### Records provided
※

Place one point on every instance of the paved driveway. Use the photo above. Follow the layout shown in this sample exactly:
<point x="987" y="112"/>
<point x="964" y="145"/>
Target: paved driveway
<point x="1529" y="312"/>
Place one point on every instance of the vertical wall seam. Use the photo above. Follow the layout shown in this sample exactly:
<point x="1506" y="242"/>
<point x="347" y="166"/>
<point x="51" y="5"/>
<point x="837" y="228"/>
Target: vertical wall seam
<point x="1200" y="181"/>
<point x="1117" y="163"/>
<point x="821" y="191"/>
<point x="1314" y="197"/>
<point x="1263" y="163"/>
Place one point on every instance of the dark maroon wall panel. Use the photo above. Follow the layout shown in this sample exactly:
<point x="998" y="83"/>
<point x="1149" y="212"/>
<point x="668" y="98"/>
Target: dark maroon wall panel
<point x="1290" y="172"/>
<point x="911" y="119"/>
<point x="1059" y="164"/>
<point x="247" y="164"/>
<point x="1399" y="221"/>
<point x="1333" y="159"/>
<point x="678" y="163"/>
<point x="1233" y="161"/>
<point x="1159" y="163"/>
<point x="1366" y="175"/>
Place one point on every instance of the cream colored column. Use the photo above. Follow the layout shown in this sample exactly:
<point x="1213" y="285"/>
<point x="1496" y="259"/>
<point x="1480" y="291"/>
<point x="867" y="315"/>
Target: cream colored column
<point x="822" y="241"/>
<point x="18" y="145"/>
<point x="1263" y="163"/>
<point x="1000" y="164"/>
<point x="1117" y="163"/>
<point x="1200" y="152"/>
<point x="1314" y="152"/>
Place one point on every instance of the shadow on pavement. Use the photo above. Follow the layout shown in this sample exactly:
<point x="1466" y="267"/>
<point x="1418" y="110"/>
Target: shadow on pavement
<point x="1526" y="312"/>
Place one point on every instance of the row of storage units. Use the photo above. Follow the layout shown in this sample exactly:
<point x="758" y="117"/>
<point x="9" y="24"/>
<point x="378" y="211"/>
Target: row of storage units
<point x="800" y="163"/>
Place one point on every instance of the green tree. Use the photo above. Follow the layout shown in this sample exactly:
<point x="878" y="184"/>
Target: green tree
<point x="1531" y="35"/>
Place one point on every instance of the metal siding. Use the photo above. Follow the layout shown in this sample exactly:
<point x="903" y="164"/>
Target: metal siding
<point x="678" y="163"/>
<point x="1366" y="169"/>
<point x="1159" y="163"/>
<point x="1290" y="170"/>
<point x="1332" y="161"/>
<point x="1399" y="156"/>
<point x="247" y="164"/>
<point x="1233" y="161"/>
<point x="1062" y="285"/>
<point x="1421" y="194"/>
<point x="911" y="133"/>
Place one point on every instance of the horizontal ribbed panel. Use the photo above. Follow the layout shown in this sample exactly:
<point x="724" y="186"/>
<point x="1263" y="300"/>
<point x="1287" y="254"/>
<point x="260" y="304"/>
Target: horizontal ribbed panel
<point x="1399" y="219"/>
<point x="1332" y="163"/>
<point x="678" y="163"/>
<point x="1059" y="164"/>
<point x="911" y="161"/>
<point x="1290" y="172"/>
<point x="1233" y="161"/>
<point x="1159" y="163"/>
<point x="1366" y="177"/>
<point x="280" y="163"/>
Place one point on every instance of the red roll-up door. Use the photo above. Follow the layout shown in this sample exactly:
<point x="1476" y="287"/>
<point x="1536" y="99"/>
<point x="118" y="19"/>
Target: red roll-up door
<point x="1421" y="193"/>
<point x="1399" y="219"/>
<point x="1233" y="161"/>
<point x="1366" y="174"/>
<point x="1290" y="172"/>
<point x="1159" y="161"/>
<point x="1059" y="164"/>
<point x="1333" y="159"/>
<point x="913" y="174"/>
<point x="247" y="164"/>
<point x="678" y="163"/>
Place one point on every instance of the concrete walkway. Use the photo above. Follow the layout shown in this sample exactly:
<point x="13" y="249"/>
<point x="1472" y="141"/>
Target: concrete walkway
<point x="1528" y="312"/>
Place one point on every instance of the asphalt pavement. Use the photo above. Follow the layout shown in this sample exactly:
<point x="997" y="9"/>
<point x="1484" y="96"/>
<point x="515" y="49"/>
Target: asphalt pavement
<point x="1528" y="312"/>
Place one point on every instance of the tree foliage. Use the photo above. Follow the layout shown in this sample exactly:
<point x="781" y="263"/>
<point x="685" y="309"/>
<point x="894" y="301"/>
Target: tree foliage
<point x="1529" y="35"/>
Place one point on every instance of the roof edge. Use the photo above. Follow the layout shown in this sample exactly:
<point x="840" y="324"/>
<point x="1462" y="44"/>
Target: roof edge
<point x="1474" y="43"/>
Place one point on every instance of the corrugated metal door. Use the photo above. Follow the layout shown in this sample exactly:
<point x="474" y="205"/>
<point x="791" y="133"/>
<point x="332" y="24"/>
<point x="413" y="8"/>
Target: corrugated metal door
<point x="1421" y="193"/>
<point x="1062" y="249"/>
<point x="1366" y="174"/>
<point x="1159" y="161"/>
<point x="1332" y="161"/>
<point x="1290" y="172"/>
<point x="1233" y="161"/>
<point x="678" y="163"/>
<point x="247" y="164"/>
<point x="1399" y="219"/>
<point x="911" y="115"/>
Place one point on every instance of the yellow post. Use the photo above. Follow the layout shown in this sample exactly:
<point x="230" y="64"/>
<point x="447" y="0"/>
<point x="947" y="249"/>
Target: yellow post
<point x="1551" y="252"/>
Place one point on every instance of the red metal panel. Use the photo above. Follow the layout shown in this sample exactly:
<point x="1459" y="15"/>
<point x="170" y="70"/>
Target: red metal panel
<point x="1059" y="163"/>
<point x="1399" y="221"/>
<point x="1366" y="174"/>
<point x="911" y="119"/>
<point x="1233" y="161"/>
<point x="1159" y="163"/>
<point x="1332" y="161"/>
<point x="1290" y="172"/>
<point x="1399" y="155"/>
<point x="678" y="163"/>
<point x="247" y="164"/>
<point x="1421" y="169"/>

※

### Problem description
Write the data out once more. Keep every word the same.

### Completed exercise
Place one point on every instance of the paved driveway. Use the photo above. Follow the layout shown in this sample exactly:
<point x="987" y="112"/>
<point x="964" y="145"/>
Target: paved driveway
<point x="1529" y="312"/>
Place one point on every instance of the vertical wall seam. Use the photo above. Follow the layout shown in this sample exactly:
<point x="1506" y="242"/>
<point x="347" y="166"/>
<point x="51" y="5"/>
<point x="837" y="228"/>
Target: vertical wall seam
<point x="1200" y="181"/>
<point x="1117" y="163"/>
<point x="821" y="191"/>
<point x="1314" y="197"/>
<point x="1263" y="163"/>
Place one point on every instance of the dark maroon wall panel. Use the photo above. Follow the layout shown in this sample exactly:
<point x="998" y="83"/>
<point x="1149" y="212"/>
<point x="668" y="98"/>
Target: dark maroon wall panel
<point x="1290" y="172"/>
<point x="911" y="119"/>
<point x="1059" y="164"/>
<point x="247" y="164"/>
<point x="1399" y="221"/>
<point x="1333" y="159"/>
<point x="678" y="163"/>
<point x="1233" y="161"/>
<point x="1159" y="163"/>
<point x="1366" y="175"/>
Place one point on every instance of the cream colored column. Use the photo above. Follow the layout shown in this sample exactly:
<point x="1213" y="285"/>
<point x="1496" y="259"/>
<point x="1480" y="291"/>
<point x="867" y="315"/>
Target: cream colored column
<point x="822" y="241"/>
<point x="18" y="145"/>
<point x="1263" y="163"/>
<point x="1000" y="164"/>
<point x="1117" y="163"/>
<point x="1200" y="152"/>
<point x="1314" y="152"/>
Place one point on every instance of the shadow on pavement. Use the photo above. Follow the layout shown in this sample exactly:
<point x="1466" y="267"/>
<point x="1418" y="110"/>
Target: shadow on pavement
<point x="1526" y="312"/>
Place one point on every instance of the row of storage units. Use the photo above. Follow the layout shown in this sample exactly:
<point x="758" y="117"/>
<point x="9" y="24"/>
<point x="378" y="211"/>
Target: row of storage units
<point x="800" y="163"/>
Place one point on every instance of the green tree. Use the photo above. Follow the layout shown in this sample exactly:
<point x="878" y="184"/>
Target: green tree
<point x="1531" y="35"/>
Place one point on every instance of the metal siding. Use the photo above. Follow the layout shown in this sample exactly:
<point x="903" y="164"/>
Target: metal siding
<point x="678" y="163"/>
<point x="1366" y="169"/>
<point x="1159" y="163"/>
<point x="1290" y="170"/>
<point x="1332" y="161"/>
<point x="1399" y="156"/>
<point x="247" y="164"/>
<point x="1233" y="161"/>
<point x="1062" y="285"/>
<point x="1421" y="194"/>
<point x="911" y="133"/>
Place one point on every instance of the horizontal ribbed panel. Use the photo above. Follow the layout shown in this sample exactly:
<point x="724" y="186"/>
<point x="1263" y="300"/>
<point x="1287" y="254"/>
<point x="260" y="304"/>
Target: horizontal ribbed panel
<point x="1399" y="219"/>
<point x="1332" y="163"/>
<point x="678" y="163"/>
<point x="1059" y="164"/>
<point x="911" y="161"/>
<point x="1290" y="172"/>
<point x="1233" y="161"/>
<point x="1159" y="163"/>
<point x="1366" y="177"/>
<point x="280" y="163"/>
Place one point on every instance of the red roll-up door. Use the photo above. Follow the layout shown in this sample exactly:
<point x="1476" y="287"/>
<point x="1536" y="99"/>
<point x="118" y="19"/>
Target: red roll-up door
<point x="1421" y="193"/>
<point x="1399" y="219"/>
<point x="1233" y="161"/>
<point x="1366" y="174"/>
<point x="1290" y="172"/>
<point x="1159" y="161"/>
<point x="1059" y="164"/>
<point x="1333" y="159"/>
<point x="913" y="174"/>
<point x="247" y="164"/>
<point x="678" y="163"/>
Place one point on every instance of the concrete walkway. Use the photo above. Follow the layout shown in this sample exactly:
<point x="13" y="249"/>
<point x="1472" y="141"/>
Target: concrete walkway
<point x="1528" y="312"/>
Place one point on every instance of the asphalt pavement. Use the photo above. Follow the layout shown in this sample exactly:
<point x="997" y="9"/>
<point x="1484" y="96"/>
<point x="515" y="49"/>
Target: asphalt pavement
<point x="1528" y="312"/>
Place one point on every instance of the tree foliage. Use the photo above. Follow the layout shown in this sample exactly:
<point x="781" y="263"/>
<point x="685" y="309"/>
<point x="894" y="301"/>
Target: tree foliage
<point x="1529" y="35"/>
Place one point on every instance of the roof edge. Use the photo above. Follow the layout shown in this sample exactly:
<point x="840" y="324"/>
<point x="1462" y="44"/>
Target: roof edge
<point x="1474" y="43"/>
Place one point on every instance of the corrugated metal door. Use the photo above. Follow the layout shown in this sample exactly:
<point x="474" y="205"/>
<point x="791" y="133"/>
<point x="332" y="24"/>
<point x="413" y="8"/>
Target: corrugated metal door
<point x="1421" y="193"/>
<point x="1062" y="249"/>
<point x="1366" y="174"/>
<point x="1159" y="161"/>
<point x="1332" y="161"/>
<point x="1290" y="172"/>
<point x="1233" y="161"/>
<point x="678" y="163"/>
<point x="247" y="164"/>
<point x="1399" y="219"/>
<point x="911" y="115"/>
Place one point on every instance of the yellow post. Use the photo above. Follow the layout shown in this sample exactly:
<point x="230" y="64"/>
<point x="447" y="0"/>
<point x="947" y="249"/>
Target: yellow post
<point x="1551" y="252"/>
Place one point on every instance of the red metal panel. Use the photo above. Follow the layout shown in this sample exactly:
<point x="1459" y="15"/>
<point x="170" y="70"/>
Target: red metal panel
<point x="1059" y="163"/>
<point x="1399" y="221"/>
<point x="1366" y="174"/>
<point x="911" y="119"/>
<point x="1233" y="161"/>
<point x="1159" y="163"/>
<point x="1332" y="161"/>
<point x="1290" y="172"/>
<point x="1399" y="155"/>
<point x="678" y="163"/>
<point x="247" y="164"/>
<point x="1421" y="169"/>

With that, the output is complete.